• _TASK DIRECTIONS_: Rewrite every line of the entries below, requests included, and raise each coordinate in the answers by 11.

(Records)
━━━━━━

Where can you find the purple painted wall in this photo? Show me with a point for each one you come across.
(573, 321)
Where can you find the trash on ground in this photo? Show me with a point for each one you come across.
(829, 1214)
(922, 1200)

━━━━━━

• _SOLVED PROBLEM_:
Where can you find the purple painted wall in this photo? Show me with a point for each one you come across.
(584, 332)
Where can you find the trash on ground in this photo? Show me with a point for each one you come across.
(840, 1225)
(933, 1211)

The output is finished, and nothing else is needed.